[Brief]:
Pull out every line in the data below that contains the word "pillar", and copy each one in full.

[Records supplied]:

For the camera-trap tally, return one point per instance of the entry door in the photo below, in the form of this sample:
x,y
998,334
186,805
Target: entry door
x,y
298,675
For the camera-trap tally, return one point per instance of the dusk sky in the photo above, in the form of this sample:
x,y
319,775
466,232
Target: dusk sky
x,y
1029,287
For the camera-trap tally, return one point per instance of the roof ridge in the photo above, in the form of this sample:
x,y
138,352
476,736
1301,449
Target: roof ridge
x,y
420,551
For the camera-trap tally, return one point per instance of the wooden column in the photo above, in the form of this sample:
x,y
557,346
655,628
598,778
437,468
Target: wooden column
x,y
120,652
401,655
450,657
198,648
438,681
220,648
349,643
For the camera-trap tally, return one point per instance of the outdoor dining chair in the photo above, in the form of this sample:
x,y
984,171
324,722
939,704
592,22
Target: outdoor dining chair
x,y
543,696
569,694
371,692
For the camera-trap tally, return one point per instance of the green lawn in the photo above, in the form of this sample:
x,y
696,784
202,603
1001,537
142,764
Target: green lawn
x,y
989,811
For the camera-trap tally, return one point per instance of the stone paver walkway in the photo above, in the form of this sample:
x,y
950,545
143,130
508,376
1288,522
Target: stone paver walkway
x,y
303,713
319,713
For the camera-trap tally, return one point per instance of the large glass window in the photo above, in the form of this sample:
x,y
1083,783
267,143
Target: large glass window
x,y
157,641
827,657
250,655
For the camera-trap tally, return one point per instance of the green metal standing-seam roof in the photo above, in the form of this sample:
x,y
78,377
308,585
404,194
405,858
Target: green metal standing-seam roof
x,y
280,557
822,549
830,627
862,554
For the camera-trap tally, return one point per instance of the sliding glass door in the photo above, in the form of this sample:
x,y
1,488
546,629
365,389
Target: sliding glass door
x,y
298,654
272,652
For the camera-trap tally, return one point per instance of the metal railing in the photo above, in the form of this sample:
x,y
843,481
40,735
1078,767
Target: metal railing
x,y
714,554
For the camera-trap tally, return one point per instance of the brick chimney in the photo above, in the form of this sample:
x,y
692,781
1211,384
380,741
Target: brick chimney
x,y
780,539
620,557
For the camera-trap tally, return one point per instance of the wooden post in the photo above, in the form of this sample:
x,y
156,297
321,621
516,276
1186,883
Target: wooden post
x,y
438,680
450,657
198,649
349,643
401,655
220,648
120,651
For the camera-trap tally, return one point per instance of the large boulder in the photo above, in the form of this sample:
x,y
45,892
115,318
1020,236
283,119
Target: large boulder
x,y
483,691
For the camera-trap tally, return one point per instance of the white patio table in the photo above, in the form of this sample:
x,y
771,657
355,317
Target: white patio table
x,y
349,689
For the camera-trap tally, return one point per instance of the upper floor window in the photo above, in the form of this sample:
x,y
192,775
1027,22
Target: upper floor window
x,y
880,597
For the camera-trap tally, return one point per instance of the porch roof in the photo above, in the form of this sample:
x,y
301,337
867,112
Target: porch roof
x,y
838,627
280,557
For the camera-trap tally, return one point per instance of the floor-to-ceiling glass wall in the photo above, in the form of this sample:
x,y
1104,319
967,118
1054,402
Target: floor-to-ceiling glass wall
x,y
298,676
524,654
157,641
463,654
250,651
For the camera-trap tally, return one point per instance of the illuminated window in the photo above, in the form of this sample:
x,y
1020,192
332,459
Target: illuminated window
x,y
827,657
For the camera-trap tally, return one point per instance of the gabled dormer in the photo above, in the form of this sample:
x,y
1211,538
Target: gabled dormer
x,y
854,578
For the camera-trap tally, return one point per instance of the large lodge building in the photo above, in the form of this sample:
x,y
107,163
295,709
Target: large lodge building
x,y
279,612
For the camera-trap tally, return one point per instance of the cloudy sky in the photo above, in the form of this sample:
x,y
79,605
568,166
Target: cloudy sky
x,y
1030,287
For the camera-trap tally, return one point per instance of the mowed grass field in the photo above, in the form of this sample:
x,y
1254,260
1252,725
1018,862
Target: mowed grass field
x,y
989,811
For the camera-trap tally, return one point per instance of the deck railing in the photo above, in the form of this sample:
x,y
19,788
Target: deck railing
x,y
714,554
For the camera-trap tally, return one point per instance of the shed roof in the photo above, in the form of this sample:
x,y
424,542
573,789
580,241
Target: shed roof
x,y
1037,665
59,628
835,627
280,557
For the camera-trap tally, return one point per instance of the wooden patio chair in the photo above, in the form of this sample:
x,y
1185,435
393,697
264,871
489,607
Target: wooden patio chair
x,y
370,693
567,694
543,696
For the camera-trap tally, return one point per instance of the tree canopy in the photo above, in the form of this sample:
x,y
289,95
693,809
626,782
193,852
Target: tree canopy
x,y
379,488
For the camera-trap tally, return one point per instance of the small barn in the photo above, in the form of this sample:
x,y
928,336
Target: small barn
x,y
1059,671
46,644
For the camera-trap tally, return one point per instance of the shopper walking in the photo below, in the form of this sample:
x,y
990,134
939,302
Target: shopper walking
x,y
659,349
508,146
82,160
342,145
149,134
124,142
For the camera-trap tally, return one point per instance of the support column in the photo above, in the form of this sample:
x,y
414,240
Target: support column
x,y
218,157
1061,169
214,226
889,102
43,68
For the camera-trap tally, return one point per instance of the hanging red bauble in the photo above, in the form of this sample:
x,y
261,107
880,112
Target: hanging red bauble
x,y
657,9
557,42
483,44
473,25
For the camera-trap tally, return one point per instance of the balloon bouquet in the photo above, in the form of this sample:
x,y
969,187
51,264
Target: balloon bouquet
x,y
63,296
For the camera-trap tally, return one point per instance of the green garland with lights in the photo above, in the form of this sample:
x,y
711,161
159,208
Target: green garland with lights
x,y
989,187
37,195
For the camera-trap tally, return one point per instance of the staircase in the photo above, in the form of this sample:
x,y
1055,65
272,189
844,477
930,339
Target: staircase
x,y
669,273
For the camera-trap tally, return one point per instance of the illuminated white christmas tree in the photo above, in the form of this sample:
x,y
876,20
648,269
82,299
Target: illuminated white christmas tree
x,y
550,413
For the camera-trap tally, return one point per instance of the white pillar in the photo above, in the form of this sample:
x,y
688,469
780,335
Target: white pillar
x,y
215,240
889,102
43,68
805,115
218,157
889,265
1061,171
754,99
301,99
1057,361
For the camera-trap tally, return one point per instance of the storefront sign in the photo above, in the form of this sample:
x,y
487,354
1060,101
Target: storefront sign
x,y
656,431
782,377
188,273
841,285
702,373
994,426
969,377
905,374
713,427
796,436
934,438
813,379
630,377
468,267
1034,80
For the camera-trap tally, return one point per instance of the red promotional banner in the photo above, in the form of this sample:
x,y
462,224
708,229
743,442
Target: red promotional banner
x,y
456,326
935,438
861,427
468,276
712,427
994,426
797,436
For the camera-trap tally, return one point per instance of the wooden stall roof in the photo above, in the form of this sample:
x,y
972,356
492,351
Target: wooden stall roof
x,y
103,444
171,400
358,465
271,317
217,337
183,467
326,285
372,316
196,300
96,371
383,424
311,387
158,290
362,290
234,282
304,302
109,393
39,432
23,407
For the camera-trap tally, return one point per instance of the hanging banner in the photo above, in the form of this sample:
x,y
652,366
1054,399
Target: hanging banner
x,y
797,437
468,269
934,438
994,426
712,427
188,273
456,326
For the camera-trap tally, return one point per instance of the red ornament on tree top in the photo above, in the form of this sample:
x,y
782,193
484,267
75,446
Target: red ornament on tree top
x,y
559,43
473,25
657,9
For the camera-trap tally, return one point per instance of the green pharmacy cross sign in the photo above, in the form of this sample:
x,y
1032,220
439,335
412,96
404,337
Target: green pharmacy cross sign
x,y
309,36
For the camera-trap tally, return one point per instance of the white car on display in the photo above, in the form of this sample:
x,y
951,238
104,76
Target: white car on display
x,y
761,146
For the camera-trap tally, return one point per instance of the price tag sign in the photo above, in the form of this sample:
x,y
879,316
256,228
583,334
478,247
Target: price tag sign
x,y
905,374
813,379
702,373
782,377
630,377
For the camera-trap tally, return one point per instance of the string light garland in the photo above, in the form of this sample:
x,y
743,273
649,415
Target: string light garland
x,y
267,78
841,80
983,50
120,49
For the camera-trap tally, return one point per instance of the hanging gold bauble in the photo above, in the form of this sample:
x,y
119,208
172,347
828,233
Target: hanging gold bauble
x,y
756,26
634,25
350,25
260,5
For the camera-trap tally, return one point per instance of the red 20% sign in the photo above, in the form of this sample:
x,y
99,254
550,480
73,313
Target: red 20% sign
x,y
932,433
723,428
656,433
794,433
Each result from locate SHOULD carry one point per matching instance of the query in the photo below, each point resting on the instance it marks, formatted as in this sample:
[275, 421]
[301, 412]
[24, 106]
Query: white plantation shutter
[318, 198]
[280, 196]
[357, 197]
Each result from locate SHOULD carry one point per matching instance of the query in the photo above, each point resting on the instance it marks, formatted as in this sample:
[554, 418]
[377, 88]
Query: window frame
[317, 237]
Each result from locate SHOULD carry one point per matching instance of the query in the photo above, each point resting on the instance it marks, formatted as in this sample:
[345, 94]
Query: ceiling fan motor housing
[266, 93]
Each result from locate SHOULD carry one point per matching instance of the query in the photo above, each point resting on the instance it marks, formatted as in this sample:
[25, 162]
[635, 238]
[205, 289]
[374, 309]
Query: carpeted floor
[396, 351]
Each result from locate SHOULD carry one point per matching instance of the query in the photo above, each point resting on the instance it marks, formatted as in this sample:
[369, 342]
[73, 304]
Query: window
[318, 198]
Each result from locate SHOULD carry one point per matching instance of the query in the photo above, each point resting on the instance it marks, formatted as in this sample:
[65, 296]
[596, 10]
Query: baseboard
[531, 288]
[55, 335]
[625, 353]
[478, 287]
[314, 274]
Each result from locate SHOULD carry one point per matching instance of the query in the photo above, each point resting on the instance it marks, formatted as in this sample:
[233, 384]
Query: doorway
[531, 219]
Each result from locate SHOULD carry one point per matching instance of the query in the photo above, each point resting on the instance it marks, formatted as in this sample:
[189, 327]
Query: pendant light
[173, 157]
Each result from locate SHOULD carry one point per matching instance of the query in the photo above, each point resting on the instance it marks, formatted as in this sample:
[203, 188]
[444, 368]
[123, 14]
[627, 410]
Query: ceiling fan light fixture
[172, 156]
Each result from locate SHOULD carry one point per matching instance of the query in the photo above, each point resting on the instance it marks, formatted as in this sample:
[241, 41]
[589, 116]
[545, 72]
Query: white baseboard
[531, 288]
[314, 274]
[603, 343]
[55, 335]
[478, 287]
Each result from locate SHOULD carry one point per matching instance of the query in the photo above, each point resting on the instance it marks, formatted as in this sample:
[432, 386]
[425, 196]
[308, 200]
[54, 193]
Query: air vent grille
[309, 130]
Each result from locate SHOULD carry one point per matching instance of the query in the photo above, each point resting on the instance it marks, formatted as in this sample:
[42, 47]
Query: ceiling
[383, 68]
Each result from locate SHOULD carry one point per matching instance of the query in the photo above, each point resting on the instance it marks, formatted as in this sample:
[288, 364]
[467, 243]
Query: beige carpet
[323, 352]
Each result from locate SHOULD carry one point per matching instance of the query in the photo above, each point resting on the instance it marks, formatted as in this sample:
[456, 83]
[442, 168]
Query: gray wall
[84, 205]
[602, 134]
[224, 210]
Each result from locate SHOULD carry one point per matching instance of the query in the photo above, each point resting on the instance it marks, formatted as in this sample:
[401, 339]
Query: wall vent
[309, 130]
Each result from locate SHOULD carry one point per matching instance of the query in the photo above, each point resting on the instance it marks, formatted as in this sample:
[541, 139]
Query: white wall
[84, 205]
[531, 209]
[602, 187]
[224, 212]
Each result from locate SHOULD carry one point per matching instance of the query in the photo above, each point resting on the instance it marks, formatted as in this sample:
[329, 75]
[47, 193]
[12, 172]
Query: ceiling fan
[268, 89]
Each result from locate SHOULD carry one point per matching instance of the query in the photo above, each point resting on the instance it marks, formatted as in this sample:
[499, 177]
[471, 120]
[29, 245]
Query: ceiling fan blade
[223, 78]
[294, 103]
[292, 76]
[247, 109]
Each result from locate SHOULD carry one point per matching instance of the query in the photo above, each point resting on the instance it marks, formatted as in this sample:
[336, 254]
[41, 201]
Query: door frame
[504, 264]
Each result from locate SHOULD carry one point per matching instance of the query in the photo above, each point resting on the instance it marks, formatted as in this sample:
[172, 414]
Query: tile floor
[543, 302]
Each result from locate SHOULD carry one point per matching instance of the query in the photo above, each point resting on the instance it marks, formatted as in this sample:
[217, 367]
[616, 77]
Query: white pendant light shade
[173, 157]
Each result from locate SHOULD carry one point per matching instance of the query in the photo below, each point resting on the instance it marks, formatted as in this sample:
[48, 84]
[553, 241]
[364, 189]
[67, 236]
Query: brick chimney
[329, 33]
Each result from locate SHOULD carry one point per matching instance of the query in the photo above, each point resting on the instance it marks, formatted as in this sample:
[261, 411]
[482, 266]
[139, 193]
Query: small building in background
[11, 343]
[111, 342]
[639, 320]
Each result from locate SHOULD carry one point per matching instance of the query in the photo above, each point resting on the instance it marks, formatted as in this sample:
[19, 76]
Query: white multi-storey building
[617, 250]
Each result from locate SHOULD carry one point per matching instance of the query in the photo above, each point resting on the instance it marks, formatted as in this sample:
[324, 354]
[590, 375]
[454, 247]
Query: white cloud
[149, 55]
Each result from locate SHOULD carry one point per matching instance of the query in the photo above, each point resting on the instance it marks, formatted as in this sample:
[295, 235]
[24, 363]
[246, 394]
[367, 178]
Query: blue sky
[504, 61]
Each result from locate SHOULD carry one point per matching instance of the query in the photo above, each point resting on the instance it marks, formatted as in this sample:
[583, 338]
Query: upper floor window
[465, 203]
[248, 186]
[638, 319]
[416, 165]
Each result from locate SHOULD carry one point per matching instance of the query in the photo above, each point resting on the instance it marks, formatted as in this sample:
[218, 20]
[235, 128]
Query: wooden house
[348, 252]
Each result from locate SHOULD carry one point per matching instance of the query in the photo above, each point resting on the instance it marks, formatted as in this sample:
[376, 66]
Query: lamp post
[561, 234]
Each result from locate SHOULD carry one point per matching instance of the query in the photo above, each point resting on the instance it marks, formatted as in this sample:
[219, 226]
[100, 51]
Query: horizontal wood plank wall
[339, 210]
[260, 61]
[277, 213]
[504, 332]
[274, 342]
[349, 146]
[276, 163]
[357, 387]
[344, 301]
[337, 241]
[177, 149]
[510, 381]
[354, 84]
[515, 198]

[Result for this exercise]:
For the camera-trap tally, return one point per instance of the white pillar in the photo above, in the form of this sample:
Target: white pillar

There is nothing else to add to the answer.